Give back exactly the lines of the data below, starting with the line that has "Target: rubble debris" and going on through the line that has "Target: concrete breakwater wall".
====== Input material
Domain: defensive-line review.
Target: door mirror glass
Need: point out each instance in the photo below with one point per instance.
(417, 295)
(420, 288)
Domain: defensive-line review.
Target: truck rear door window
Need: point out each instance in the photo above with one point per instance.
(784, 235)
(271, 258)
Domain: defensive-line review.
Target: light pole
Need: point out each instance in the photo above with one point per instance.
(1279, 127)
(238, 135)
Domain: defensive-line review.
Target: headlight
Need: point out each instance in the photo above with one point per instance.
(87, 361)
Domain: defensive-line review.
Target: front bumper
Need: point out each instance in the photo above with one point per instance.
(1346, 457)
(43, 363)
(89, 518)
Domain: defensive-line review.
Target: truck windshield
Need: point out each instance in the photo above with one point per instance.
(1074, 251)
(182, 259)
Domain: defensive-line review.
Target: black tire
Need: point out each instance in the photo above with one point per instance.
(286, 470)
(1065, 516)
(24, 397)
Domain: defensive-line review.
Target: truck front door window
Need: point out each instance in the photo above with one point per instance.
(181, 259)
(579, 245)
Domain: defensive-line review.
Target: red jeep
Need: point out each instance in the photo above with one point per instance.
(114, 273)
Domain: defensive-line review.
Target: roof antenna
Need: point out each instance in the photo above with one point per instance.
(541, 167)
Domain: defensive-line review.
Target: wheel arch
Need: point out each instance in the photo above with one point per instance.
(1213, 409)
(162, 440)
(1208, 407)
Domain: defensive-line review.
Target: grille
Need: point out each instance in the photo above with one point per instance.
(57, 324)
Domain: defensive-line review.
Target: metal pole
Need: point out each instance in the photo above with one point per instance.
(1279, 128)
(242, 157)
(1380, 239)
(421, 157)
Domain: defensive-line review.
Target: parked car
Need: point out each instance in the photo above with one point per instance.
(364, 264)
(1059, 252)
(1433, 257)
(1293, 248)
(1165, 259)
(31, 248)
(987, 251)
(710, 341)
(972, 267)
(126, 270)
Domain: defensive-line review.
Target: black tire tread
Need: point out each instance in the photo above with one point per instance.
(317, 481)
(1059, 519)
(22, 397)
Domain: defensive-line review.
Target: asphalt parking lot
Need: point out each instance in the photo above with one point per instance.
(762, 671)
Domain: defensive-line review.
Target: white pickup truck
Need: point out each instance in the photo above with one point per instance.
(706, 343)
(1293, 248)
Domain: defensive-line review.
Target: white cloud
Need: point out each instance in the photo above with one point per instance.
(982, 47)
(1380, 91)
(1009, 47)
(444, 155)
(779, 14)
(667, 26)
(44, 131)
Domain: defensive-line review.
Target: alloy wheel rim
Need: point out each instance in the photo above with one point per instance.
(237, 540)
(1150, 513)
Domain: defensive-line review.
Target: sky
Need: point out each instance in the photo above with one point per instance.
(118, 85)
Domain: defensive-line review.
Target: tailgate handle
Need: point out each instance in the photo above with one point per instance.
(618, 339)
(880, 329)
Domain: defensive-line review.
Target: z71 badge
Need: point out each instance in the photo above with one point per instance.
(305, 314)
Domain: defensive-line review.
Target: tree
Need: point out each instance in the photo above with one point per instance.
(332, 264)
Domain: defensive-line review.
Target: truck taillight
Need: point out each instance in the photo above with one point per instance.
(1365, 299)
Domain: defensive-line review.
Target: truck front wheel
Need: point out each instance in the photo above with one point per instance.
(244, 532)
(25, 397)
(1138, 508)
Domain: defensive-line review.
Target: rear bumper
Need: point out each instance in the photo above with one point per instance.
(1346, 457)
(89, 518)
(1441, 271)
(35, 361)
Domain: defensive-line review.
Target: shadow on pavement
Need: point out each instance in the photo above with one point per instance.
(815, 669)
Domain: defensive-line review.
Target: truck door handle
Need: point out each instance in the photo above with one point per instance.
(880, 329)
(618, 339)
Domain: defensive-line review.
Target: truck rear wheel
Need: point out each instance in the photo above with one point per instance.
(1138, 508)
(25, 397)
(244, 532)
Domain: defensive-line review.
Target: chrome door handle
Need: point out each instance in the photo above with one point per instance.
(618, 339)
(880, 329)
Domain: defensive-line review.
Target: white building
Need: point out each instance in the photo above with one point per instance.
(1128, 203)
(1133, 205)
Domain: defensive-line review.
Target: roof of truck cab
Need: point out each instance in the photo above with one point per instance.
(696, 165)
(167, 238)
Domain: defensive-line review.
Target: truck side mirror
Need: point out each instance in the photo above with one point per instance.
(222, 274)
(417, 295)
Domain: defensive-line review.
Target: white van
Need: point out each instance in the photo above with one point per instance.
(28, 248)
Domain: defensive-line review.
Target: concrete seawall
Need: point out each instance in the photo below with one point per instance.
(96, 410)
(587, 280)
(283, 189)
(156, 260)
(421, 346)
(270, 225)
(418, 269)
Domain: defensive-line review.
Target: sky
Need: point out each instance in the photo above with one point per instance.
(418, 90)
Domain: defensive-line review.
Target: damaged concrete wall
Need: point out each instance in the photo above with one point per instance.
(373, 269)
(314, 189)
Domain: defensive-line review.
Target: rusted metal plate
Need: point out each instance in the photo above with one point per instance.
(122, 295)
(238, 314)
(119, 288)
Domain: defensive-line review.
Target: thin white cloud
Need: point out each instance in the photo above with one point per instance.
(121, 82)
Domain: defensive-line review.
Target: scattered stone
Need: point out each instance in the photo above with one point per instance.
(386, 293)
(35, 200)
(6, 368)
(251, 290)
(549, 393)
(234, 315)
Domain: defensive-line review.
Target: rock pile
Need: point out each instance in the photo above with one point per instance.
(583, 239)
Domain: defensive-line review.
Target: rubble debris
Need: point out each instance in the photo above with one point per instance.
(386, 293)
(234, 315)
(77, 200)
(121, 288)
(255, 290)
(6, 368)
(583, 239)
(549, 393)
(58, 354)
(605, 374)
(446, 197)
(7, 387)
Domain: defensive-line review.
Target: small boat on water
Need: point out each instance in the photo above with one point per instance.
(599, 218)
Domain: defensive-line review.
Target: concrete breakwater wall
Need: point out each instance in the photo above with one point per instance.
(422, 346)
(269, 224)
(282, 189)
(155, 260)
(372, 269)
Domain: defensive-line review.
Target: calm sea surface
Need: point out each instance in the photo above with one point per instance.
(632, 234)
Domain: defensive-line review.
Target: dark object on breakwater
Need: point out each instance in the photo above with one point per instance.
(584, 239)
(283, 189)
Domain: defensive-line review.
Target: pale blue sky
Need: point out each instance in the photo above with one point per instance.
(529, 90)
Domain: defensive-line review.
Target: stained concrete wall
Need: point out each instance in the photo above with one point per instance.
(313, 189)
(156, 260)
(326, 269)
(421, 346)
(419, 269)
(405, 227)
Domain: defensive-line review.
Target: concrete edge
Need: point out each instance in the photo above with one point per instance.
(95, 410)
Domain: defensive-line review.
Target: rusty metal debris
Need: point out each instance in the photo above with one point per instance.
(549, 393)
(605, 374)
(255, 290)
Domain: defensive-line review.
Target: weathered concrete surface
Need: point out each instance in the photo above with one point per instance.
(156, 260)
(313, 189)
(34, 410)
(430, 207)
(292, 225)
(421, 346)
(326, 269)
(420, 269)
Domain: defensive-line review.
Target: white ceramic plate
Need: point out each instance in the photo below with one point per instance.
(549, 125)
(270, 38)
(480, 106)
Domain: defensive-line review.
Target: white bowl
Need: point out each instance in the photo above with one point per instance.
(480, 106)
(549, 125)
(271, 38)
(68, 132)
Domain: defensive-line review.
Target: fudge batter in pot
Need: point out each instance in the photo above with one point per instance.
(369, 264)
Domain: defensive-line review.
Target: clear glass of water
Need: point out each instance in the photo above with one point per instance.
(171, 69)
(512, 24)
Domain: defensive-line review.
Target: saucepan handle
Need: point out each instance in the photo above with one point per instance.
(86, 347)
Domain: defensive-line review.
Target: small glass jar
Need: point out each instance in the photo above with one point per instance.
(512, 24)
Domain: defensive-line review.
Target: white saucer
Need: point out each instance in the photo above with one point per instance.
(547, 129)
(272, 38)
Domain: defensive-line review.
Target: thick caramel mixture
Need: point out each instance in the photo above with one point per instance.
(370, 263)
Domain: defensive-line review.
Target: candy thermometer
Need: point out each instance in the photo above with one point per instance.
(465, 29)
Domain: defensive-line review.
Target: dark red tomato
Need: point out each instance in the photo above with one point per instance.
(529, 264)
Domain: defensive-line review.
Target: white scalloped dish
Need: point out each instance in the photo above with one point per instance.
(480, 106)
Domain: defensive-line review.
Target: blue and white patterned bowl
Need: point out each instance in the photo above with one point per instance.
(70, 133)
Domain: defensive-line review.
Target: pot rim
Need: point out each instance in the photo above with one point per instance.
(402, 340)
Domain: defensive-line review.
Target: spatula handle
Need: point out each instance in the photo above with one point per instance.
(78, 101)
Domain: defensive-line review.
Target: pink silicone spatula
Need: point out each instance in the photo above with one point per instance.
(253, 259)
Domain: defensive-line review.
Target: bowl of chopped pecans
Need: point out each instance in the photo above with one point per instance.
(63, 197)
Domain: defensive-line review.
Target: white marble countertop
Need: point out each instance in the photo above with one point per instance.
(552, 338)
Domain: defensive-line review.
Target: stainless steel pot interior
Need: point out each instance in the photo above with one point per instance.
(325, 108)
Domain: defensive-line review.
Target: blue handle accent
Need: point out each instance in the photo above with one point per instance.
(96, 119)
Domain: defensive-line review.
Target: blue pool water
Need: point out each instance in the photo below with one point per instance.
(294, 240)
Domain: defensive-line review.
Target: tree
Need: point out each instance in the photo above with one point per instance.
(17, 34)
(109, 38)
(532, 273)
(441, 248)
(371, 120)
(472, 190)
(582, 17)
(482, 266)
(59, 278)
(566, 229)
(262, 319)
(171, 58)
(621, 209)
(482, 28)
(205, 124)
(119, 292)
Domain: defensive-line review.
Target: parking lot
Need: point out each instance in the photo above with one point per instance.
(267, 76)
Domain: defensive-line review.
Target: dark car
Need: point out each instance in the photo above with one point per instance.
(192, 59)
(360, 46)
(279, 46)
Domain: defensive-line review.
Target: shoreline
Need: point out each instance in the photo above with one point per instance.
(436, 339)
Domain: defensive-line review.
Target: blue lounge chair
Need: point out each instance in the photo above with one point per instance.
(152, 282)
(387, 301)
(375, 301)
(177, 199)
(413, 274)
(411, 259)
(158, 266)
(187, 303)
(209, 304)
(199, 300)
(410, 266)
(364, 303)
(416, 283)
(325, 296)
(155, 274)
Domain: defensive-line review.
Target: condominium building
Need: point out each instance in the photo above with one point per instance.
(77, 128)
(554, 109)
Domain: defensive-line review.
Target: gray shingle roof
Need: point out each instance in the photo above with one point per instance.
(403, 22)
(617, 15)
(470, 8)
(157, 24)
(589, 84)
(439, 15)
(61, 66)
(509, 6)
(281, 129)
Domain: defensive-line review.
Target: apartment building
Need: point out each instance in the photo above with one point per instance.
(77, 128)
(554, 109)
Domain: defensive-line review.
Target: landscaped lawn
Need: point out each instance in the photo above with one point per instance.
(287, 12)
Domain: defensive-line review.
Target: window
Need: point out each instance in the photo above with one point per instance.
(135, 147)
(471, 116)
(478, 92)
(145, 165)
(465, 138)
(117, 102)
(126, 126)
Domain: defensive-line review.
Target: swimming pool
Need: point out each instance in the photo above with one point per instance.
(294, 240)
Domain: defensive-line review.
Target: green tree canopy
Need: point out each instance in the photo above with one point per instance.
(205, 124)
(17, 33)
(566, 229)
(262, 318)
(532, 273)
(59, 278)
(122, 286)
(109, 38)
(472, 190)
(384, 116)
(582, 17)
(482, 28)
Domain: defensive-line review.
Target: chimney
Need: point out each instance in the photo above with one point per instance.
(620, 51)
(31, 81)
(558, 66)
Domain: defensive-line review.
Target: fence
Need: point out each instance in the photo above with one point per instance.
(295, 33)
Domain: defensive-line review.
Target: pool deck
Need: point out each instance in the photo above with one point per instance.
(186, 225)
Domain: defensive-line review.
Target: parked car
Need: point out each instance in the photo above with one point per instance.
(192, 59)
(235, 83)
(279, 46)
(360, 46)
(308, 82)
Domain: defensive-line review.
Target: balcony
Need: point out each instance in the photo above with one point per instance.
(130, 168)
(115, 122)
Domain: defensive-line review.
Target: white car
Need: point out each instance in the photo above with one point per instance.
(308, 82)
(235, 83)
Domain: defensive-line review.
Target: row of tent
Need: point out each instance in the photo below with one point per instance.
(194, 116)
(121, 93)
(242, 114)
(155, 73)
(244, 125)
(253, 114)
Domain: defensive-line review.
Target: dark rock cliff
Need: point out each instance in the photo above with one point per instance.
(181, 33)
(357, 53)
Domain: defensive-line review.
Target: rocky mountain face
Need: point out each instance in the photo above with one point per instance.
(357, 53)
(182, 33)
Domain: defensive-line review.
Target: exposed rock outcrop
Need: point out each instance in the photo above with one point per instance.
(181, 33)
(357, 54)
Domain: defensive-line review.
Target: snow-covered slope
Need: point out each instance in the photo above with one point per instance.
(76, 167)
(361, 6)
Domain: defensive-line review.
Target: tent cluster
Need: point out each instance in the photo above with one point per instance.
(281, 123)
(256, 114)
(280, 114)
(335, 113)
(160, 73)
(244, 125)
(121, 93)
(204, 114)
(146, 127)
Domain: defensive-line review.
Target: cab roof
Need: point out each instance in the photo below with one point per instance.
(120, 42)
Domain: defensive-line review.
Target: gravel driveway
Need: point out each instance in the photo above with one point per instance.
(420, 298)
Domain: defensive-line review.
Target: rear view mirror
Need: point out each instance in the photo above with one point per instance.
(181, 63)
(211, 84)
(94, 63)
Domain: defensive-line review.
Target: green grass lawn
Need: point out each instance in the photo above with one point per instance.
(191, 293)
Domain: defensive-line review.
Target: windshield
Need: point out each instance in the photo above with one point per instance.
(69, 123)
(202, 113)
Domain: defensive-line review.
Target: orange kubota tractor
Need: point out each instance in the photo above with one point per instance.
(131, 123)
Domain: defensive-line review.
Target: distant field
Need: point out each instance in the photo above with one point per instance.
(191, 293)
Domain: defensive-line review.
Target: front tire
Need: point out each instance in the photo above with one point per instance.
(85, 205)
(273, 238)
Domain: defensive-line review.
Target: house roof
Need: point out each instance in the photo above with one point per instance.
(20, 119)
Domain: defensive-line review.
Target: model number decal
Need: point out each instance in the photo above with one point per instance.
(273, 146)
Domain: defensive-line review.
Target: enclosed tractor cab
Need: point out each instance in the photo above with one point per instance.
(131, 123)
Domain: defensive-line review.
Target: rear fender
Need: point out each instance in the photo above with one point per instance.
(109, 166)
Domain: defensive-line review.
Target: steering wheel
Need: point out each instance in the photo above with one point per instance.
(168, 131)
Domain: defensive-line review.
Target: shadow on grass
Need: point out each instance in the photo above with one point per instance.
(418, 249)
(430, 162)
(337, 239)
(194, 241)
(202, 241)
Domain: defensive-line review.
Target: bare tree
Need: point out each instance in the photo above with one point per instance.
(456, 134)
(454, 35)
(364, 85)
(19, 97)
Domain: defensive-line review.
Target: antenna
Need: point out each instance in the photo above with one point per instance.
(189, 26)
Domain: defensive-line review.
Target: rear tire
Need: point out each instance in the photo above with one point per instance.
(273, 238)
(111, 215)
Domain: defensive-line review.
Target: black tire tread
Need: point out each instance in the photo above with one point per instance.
============
## Reply
Target: rubble debris
Need: point out each instance in the photo above with one point per instance.
(386, 293)
(234, 315)
(77, 200)
(121, 288)
(255, 290)
(6, 368)
(583, 239)
(549, 393)
(58, 354)
(605, 374)
(446, 197)
(7, 387)
Domain: defensive-line review.
Target: small boat on water
Need: point out each instance in the photo above with one point per instance.
(599, 218)
Domain: defensive-line review.
Target: concrete breakwater wall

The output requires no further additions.